_THE RECORDS_.

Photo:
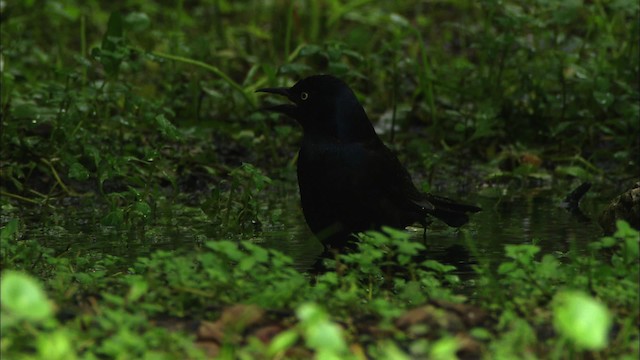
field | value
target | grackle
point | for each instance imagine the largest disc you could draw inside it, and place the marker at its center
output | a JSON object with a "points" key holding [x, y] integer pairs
{"points": [[349, 180]]}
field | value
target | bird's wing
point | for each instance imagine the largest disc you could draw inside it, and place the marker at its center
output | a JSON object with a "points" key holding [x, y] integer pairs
{"points": [[395, 181]]}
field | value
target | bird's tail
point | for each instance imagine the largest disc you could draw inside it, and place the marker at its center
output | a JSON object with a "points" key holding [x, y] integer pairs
{"points": [[452, 213]]}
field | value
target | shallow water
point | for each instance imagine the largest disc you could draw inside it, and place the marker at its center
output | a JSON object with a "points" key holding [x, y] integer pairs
{"points": [[531, 217]]}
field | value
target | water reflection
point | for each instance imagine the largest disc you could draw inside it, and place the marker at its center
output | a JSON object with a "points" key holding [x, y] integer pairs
{"points": [[533, 218]]}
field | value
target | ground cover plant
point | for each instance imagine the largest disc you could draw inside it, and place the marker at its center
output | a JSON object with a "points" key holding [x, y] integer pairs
{"points": [[139, 178]]}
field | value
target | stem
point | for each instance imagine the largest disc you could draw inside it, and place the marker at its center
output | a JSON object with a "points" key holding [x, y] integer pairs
{"points": [[211, 68]]}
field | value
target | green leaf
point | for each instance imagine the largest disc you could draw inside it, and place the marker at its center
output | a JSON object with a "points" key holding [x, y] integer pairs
{"points": [[282, 342], [167, 128], [583, 320], [24, 297], [9, 230]]}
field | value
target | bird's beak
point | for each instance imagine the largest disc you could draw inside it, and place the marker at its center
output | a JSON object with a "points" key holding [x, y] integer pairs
{"points": [[287, 109]]}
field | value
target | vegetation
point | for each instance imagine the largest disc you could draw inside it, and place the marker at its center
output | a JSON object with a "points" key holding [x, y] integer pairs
{"points": [[142, 121]]}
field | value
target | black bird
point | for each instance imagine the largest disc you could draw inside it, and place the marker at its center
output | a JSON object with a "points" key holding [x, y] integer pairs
{"points": [[349, 180]]}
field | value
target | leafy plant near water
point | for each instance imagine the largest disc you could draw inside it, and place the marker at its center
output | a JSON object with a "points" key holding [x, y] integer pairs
{"points": [[146, 114], [576, 299]]}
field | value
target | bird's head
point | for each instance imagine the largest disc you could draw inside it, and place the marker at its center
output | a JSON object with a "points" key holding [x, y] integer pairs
{"points": [[325, 107]]}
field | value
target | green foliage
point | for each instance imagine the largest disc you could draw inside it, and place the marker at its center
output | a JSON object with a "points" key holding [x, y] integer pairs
{"points": [[581, 319]]}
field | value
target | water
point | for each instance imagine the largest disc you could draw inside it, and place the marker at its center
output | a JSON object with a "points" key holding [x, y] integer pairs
{"points": [[530, 217]]}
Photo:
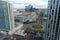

_PROBLEM STATEMENT_. Extract each line of the material above that contains the word "green". Case is significant.

_EXERCISE RESPONSE_.
target | green leaf
target | green foliage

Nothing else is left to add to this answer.